┌─ Extracted material
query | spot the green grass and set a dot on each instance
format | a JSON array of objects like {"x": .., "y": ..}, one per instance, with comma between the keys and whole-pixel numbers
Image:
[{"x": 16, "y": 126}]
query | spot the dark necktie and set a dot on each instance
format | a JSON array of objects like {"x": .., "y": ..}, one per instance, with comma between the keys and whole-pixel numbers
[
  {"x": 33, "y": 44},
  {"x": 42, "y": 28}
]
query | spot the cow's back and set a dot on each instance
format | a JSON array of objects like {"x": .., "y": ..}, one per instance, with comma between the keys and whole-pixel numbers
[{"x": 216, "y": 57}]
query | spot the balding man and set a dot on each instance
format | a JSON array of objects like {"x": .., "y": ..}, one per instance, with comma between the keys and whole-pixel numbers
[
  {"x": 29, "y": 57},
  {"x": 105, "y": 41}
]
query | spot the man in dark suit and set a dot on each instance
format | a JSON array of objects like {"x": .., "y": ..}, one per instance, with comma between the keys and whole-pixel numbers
└─
__Goal of the exercise__:
Using the data above, return every line that contains the string "dark".

__Exercise response__:
query | spot the dark necktie and set a dot on each instance
query | spot the man in dark suit and set a dot on each instance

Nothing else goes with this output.